--- ENTRIES SHOWN ---

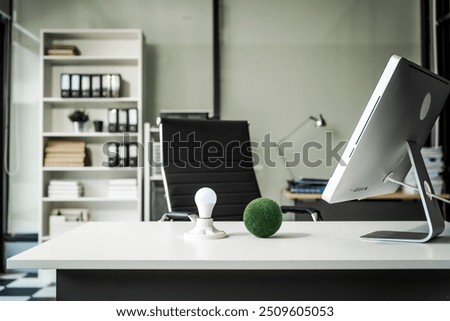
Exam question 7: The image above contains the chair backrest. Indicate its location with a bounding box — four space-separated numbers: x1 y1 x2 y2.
160 119 261 220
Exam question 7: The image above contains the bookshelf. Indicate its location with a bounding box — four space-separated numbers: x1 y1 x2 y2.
38 29 144 242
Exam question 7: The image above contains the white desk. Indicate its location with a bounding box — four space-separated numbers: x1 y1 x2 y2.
8 222 450 300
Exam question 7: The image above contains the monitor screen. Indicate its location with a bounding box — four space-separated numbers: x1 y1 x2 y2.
322 55 450 237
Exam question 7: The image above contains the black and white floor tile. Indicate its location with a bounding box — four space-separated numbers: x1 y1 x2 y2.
0 273 56 301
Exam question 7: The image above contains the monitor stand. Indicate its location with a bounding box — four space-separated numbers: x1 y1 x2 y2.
361 141 445 243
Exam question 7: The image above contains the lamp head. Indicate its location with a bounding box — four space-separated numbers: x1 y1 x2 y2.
194 187 217 218
310 114 327 127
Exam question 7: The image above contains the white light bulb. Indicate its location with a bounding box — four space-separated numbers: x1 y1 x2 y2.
194 187 217 218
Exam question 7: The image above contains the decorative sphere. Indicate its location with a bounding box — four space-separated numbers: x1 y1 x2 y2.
244 198 283 237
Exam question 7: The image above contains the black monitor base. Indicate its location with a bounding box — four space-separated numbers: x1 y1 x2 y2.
361 141 445 243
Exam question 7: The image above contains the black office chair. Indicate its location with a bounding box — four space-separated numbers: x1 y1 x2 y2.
159 118 321 221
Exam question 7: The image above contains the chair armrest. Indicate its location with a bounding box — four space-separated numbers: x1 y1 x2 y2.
281 206 323 222
159 212 198 222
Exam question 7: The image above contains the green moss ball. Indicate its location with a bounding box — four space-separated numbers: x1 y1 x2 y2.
244 198 283 237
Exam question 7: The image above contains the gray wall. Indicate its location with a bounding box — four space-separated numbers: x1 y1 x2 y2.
10 0 420 232
222 0 420 202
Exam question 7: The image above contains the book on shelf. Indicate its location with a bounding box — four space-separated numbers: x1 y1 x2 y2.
45 44 81 56
47 179 84 198
288 178 328 194
44 140 87 167
108 178 137 186
108 178 137 198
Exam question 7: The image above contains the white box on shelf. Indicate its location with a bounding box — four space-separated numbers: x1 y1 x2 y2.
49 208 89 237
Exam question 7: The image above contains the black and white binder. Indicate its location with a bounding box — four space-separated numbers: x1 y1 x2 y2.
118 109 128 133
107 142 120 167
81 75 91 98
60 74 70 98
128 108 138 133
119 144 128 167
102 74 111 97
91 75 102 97
128 142 138 167
108 108 118 133
110 74 122 98
70 74 81 97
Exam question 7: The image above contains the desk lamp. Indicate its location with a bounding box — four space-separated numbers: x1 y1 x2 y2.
277 114 327 178
184 187 227 240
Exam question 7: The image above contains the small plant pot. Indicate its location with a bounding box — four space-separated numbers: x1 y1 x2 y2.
72 121 85 133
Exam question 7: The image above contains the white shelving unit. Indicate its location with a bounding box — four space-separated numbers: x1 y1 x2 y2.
38 29 143 242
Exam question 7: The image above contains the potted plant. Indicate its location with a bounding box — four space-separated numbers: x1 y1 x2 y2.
69 109 89 133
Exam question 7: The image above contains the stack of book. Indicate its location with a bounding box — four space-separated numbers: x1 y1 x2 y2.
44 140 86 167
403 146 445 194
46 45 80 56
48 179 84 198
288 178 328 194
108 178 137 199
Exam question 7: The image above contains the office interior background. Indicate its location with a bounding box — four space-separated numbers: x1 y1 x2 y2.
2 0 448 272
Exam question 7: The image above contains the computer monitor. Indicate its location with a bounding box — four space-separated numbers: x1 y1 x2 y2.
322 55 450 242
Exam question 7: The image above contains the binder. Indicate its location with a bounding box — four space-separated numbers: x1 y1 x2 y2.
110 74 122 98
102 74 111 97
119 144 128 167
60 74 70 98
108 108 118 133
81 75 91 97
91 75 102 97
128 108 138 133
70 74 81 97
128 142 138 167
107 142 120 167
118 109 128 133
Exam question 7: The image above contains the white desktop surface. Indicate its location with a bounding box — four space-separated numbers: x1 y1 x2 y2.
7 222 450 270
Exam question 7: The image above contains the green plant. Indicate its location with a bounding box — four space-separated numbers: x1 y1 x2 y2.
69 109 89 123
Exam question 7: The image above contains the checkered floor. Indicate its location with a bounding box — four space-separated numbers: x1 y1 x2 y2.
0 273 56 301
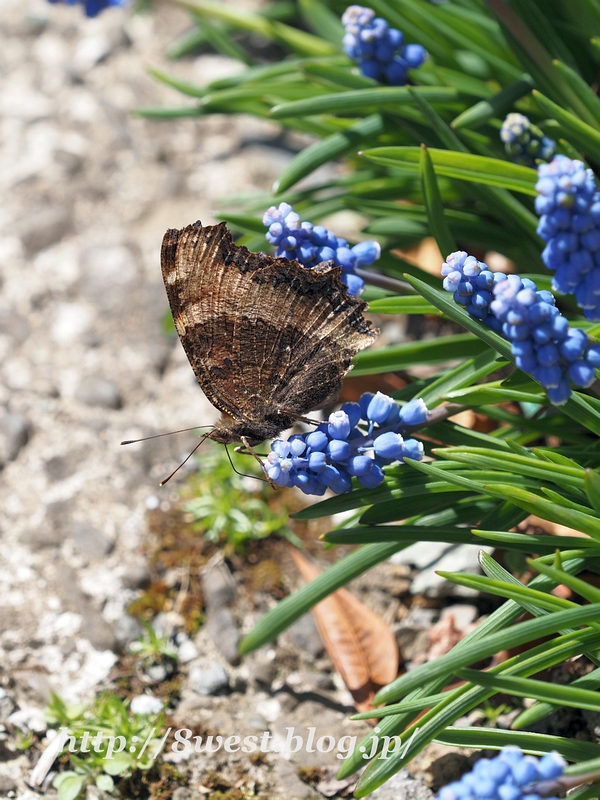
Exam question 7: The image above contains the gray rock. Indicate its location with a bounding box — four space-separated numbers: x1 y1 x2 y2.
6 706 48 733
22 500 71 552
188 661 229 696
75 376 123 410
72 522 113 558
205 608 240 666
79 244 137 302
113 614 144 647
275 758 323 800
0 413 29 468
202 564 235 611
121 561 152 589
129 694 164 716
369 769 434 800
0 686 15 723
287 614 325 658
250 660 277 689
392 620 429 661
20 207 73 256
0 773 17 797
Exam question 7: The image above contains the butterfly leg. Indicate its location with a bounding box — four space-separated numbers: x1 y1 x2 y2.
240 436 279 489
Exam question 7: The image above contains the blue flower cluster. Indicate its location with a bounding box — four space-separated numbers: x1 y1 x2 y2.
535 155 600 320
49 0 129 17
342 6 427 86
263 203 381 296
500 113 556 167
265 392 427 496
442 251 600 405
436 746 566 800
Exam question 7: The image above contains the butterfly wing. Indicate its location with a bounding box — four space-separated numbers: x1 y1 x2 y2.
161 223 377 427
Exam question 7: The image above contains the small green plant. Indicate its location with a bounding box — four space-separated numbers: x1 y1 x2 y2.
45 693 164 800
184 447 298 550
130 619 177 664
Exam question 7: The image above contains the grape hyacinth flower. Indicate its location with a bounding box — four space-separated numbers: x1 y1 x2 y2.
535 155 600 321
265 392 427 496
442 251 600 405
342 6 427 86
436 746 566 800
263 203 381 296
500 113 556 167
49 0 129 17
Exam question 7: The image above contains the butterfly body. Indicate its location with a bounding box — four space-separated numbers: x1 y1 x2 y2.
161 222 377 446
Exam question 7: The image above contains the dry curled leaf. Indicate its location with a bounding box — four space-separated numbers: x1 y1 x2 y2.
292 549 399 711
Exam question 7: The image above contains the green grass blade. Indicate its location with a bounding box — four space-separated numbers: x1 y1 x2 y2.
450 75 534 130
239 543 405 655
273 114 385 194
435 728 600 762
373 603 600 703
271 86 457 119
358 145 536 195
420 144 457 256
533 90 600 161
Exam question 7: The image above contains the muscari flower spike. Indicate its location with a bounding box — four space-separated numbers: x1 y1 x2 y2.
263 203 381 296
265 392 428 496
342 6 427 86
500 113 556 167
436 746 566 800
442 251 600 405
48 0 129 17
535 155 600 321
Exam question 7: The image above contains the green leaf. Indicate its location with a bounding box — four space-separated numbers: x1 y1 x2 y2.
533 90 600 161
239 543 405 655
583 469 600 514
484 484 600 539
369 295 438 314
298 0 344 43
528 560 600 603
450 75 534 129
435 727 600 761
102 753 133 775
420 144 457 256
52 771 85 800
436 570 576 611
552 61 600 128
271 86 457 119
511 669 600 730
96 772 115 792
181 0 339 56
352 333 487 377
273 114 385 194
373 603 600 703
358 145 536 195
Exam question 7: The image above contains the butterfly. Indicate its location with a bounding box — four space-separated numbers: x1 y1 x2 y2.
161 222 378 450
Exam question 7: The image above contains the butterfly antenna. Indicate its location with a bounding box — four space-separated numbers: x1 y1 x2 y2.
158 426 208 486
121 425 213 444
224 445 269 483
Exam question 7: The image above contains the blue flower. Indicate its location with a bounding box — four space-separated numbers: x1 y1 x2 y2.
263 203 381 296
342 6 427 86
49 0 129 17
440 251 600 406
264 392 428 495
436 746 566 800
535 155 600 320
500 113 556 167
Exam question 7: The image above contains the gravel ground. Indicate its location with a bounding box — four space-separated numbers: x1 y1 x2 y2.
0 0 478 800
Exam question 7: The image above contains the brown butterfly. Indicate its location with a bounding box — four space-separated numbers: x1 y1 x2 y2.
161 222 378 450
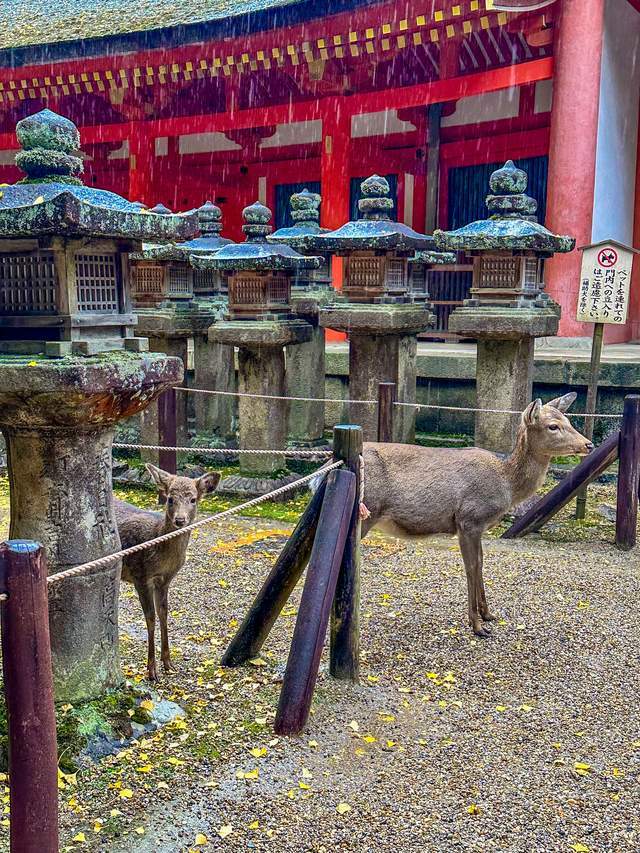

---

### EXERCISE OBJECTIVE
Transcribe everything in the data from the line containing "Exam question 7: The image above contains the muscari" down to the line containing "224 445 269 483", both included, reproducing each line with no changes.

### RESULT OF THE TASK
Exam question 7: The image above contains the muscari flower spike. Indicate its location with a bounding box — four space-separated numbers: x1 y1 x2 y2.
263 203 381 296
265 392 428 496
342 6 427 86
500 113 556 167
436 746 566 800
442 251 600 405
48 0 129 17
535 155 600 321
Exam question 7: The image above contains the green leaf. Indicate its location with a bounding box — four space-separated numbers: x1 y1 x2 y2.
533 90 600 161
239 543 405 655
583 469 600 514
484 484 600 539
369 295 438 314
298 0 344 43
528 560 600 603
450 75 534 129
435 727 600 761
102 753 133 775
420 144 457 256
52 771 85 800
436 570 576 611
552 61 600 128
271 86 457 119
511 669 600 730
96 772 115 792
181 0 339 56
352 333 487 377
273 114 385 194
373 603 600 703
358 145 536 195
Exam question 7: The image above contains the butterfly. Indicate its location with a bounding box — four space-separated numbers: x1 y1 x2 y2.
161 222 378 450
Exam question 7: The image above contains the butterfly antenna. Indicate its location with a bounding box — four space-separated numbers: x1 y1 x2 y2.
158 426 208 486
121 425 213 444
224 445 269 483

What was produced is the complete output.